Natural-language object grounding data
◇ ◇ ◇
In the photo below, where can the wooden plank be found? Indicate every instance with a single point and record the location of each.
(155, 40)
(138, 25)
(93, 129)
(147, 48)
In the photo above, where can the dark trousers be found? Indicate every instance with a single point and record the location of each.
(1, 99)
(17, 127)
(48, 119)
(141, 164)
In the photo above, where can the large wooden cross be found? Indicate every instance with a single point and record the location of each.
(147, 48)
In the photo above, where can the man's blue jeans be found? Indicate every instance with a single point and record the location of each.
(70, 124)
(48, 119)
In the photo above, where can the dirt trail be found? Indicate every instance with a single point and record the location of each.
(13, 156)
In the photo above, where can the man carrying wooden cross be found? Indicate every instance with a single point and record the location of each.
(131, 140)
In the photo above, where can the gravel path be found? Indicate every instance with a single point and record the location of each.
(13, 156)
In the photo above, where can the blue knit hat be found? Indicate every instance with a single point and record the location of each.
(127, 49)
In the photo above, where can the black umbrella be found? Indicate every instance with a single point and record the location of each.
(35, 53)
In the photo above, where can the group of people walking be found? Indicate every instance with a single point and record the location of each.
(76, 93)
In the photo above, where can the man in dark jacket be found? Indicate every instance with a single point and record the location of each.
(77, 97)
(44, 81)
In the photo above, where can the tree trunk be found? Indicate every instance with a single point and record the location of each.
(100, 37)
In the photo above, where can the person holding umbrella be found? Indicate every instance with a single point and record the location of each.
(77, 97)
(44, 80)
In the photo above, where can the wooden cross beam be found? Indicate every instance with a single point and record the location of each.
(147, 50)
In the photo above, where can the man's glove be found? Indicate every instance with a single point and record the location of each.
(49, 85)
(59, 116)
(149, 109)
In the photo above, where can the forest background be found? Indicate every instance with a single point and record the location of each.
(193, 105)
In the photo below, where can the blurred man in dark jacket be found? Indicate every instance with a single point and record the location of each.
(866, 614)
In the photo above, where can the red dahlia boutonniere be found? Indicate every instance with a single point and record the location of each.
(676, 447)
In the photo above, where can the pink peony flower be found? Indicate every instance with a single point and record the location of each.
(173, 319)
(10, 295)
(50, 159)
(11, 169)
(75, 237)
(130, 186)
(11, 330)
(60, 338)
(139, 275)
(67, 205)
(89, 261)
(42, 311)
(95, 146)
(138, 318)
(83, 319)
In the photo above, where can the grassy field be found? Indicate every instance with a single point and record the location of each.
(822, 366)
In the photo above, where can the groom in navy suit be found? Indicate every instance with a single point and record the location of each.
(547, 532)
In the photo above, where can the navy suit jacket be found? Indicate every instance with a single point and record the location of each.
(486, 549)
◇ ◇ ◇
Write out again, exactly, the line containing "In the photo above, where can the groom" and every later line of the records. Omit the rest.

In the photo above, where can the groom in navy suit be found? Indicate every instance with a single point and record the location of each.
(547, 532)
In the photo above, where can the navy suit jacket be found? Indicate every instance with a single point and record the location of each.
(486, 549)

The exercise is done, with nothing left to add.